WHAT TO DO:
Identify every line in the records below that contains the string "long", and copy each such line in full.

* * * * * * * * *

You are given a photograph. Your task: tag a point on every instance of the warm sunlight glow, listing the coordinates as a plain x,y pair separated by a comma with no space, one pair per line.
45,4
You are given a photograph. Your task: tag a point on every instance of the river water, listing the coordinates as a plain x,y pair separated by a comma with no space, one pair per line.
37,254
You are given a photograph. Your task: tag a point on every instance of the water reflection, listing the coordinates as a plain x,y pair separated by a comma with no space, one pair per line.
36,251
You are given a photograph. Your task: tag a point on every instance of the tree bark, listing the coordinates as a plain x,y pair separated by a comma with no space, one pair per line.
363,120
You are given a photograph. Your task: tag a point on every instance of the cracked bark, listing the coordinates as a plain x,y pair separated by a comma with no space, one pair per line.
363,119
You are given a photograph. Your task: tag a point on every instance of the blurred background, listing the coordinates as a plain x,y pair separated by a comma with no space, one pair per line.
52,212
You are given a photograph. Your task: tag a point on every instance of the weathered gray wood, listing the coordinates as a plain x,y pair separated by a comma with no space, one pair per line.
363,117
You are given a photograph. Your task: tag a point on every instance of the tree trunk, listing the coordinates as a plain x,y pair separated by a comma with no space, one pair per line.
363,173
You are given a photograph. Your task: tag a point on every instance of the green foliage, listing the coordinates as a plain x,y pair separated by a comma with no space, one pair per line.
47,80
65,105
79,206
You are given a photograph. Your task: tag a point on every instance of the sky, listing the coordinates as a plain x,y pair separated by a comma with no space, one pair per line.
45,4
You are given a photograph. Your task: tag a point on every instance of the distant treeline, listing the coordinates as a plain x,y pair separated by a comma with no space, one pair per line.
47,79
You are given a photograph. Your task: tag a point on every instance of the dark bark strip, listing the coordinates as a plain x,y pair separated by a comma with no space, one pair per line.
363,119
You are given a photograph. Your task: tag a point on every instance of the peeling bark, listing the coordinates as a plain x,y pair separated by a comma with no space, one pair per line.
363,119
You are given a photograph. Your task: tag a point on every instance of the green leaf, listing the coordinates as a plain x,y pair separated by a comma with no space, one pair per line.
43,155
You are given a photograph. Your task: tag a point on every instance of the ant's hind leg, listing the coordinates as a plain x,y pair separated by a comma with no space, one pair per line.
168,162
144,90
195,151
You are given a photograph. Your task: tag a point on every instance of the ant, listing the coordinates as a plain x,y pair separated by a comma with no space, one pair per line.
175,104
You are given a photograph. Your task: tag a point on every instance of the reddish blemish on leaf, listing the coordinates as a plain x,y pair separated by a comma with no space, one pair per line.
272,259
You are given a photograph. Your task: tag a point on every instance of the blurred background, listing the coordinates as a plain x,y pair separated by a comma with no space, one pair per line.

* * * * * * * * *

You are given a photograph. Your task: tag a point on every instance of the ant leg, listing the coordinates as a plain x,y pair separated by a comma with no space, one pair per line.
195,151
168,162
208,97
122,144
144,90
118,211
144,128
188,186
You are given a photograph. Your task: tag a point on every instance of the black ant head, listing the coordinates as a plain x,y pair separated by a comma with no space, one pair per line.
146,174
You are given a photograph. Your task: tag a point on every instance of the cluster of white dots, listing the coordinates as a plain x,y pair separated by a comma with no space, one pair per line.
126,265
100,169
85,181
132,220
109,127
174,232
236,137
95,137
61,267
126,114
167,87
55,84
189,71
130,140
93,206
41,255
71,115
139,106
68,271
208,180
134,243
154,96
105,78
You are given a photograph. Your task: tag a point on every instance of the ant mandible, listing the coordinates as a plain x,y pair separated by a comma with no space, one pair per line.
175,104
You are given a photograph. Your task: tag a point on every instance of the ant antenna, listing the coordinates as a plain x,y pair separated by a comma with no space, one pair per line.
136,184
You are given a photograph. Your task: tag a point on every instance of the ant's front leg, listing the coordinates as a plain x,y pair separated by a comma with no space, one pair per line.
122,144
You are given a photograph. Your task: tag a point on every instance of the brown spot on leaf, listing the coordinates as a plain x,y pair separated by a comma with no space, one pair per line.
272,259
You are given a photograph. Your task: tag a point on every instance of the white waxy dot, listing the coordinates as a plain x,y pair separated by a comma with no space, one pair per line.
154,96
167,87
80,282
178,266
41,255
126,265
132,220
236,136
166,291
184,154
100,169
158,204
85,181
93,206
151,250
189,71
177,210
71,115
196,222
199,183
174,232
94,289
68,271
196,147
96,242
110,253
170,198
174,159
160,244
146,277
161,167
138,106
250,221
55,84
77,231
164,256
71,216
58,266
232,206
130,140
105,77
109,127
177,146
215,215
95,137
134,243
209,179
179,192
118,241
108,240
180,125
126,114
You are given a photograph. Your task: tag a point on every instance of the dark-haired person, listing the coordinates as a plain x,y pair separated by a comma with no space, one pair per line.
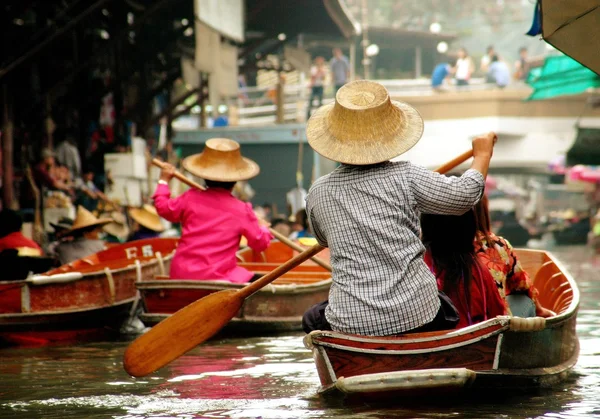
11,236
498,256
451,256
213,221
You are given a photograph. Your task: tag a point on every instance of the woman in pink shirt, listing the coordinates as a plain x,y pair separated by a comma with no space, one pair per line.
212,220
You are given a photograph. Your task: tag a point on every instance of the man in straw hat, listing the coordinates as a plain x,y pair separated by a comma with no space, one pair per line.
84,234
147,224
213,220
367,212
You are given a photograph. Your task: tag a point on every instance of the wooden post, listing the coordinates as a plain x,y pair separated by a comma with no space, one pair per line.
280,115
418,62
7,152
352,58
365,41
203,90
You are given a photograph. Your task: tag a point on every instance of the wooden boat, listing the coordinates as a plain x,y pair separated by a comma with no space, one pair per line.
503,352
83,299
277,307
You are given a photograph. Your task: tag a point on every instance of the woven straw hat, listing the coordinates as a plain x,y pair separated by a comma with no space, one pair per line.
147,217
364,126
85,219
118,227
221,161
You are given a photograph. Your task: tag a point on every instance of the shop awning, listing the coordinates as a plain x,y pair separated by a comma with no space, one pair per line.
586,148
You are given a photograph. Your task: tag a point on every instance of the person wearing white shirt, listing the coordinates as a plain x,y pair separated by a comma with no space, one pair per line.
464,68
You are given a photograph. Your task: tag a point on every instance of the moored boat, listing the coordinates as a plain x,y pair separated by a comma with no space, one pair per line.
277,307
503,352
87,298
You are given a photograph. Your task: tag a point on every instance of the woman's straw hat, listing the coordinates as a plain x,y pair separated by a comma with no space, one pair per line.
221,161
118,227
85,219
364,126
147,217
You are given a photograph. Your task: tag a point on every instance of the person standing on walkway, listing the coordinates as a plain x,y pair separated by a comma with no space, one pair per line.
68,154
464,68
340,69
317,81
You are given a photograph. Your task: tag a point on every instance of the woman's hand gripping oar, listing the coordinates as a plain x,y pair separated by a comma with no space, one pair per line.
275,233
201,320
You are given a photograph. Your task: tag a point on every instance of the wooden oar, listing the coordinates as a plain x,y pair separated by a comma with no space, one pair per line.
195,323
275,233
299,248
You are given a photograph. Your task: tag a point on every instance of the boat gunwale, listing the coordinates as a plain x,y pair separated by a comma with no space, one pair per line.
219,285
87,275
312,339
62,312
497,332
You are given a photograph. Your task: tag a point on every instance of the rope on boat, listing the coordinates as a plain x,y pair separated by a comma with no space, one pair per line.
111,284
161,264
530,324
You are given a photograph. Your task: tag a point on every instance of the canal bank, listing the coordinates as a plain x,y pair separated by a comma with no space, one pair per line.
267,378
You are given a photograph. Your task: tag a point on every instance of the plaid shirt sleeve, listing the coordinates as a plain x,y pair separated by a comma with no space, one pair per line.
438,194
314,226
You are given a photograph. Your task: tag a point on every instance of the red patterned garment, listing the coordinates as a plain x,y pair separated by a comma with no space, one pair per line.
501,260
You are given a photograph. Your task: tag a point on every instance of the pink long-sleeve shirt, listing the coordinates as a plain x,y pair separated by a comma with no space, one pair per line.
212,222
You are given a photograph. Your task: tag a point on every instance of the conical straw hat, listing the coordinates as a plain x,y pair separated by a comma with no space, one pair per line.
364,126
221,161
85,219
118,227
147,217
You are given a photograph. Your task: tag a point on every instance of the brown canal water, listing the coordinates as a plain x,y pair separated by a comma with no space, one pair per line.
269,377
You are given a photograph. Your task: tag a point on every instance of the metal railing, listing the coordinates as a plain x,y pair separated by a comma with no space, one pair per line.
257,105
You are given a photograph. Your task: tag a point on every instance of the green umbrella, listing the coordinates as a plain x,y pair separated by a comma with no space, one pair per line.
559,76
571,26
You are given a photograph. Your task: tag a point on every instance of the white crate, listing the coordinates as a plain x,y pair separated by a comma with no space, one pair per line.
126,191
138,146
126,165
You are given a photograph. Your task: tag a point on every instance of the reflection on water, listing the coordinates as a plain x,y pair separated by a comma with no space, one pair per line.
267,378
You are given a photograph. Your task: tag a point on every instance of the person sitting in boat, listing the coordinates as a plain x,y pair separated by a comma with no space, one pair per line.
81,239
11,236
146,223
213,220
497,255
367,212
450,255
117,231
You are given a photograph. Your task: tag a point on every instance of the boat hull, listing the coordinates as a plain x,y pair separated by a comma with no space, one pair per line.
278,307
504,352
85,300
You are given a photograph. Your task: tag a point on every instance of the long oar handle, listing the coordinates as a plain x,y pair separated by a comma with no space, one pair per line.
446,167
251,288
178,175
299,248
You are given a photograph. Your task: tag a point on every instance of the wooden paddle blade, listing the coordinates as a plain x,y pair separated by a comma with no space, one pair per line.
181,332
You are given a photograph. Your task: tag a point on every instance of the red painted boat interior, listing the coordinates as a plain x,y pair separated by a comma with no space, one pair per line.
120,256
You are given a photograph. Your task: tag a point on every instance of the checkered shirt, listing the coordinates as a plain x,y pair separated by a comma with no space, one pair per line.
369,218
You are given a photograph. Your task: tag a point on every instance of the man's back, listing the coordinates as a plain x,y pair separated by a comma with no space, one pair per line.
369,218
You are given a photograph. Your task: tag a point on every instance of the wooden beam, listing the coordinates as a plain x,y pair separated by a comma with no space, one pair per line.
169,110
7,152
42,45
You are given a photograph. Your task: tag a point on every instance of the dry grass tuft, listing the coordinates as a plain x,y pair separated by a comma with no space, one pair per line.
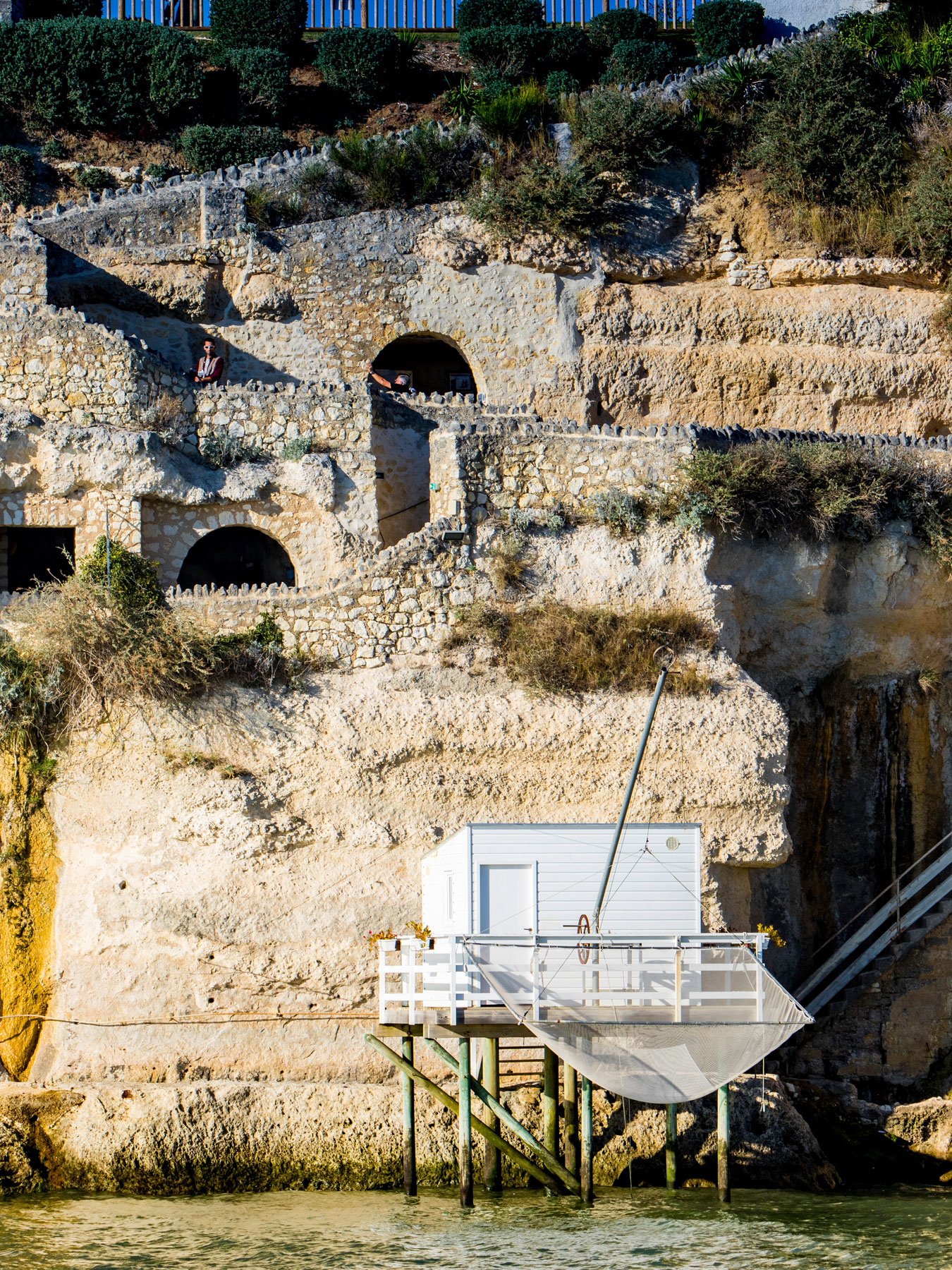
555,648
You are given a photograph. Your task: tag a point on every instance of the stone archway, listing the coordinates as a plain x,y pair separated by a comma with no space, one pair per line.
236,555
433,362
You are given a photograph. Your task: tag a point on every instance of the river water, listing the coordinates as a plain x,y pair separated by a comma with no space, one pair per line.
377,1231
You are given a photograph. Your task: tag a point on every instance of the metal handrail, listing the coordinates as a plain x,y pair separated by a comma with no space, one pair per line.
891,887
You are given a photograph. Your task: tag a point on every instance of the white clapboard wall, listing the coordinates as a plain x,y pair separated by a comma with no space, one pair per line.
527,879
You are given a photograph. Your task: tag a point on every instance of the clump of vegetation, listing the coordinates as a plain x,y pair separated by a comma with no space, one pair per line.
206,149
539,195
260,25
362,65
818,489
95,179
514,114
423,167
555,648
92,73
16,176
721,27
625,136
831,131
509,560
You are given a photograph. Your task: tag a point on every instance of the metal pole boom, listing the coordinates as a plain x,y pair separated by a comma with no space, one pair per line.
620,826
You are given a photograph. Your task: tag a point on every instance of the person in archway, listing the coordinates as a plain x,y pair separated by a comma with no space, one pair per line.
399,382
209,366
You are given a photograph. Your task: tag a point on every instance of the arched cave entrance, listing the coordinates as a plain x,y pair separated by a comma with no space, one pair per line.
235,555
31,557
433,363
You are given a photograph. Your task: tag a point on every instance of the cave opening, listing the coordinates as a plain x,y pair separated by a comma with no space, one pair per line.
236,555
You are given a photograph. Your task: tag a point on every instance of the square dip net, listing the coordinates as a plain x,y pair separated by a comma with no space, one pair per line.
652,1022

* * * * * * * * *

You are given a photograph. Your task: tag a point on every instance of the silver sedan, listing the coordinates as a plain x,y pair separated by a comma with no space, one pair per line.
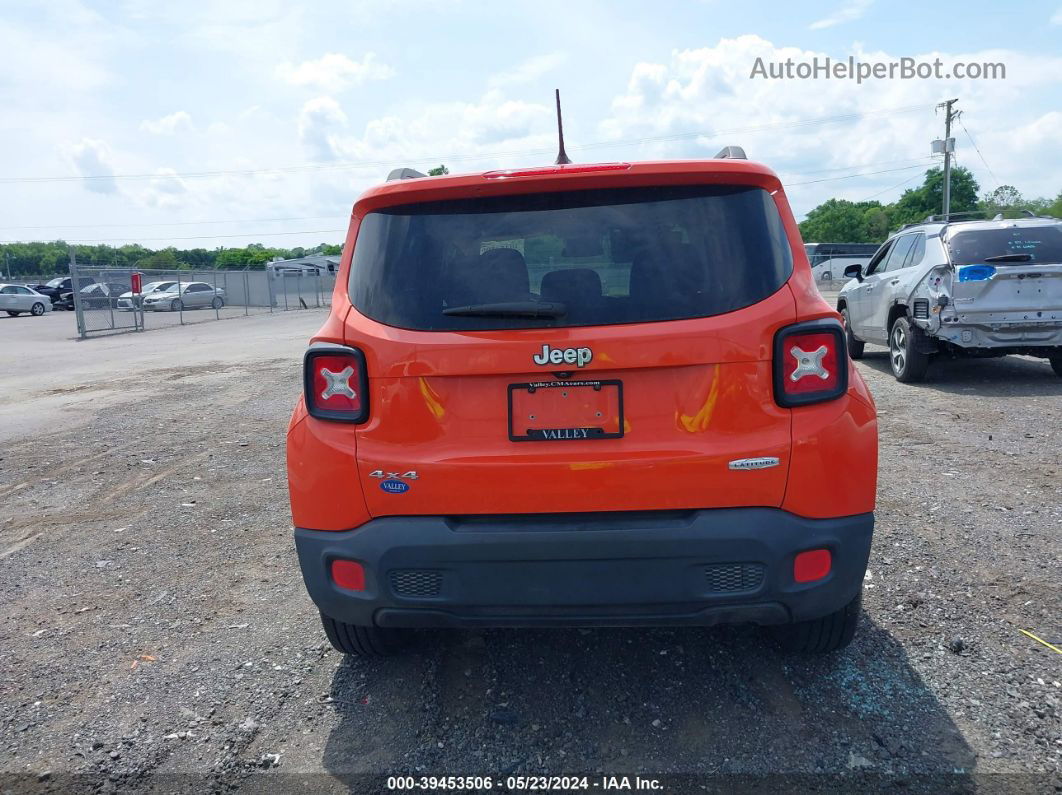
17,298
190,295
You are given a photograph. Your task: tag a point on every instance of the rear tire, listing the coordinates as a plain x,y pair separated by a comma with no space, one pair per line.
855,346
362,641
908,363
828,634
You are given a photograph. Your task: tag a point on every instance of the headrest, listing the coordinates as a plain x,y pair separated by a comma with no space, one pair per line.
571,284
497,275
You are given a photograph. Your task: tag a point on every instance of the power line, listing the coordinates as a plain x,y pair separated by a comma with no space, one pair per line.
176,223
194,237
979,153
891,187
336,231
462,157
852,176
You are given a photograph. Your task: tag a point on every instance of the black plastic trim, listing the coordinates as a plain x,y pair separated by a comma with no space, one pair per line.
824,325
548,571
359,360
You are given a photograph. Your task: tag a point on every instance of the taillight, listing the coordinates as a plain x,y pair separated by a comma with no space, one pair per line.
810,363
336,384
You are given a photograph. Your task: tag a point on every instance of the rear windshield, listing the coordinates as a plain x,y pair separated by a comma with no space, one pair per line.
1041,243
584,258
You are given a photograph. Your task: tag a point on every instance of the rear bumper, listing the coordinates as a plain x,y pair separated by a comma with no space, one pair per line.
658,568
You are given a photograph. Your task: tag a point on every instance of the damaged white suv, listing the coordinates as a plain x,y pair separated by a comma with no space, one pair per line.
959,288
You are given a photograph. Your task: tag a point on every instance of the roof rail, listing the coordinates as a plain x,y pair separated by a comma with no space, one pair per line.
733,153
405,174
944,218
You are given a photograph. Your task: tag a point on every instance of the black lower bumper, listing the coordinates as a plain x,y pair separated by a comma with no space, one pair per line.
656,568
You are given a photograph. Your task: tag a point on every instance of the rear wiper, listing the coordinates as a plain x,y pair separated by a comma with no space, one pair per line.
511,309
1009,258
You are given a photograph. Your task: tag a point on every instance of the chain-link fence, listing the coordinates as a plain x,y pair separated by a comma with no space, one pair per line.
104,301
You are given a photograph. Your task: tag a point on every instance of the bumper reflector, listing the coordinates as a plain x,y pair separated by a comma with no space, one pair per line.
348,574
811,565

* * * * * * * * *

RESPONSE TO THIS EXERCISE:
You are given a photograph. Your task: tag a point on every instance of the pink long-sleeve shirt, listing the coordinates as a plain x,y pair separated by a comma with no space, one pair per line.
You are given a photograph. Your task: tag a point on every instance of the long oar handle, listing the coordinates as a plain x,y pair separated by a comma with no space, one pair per line.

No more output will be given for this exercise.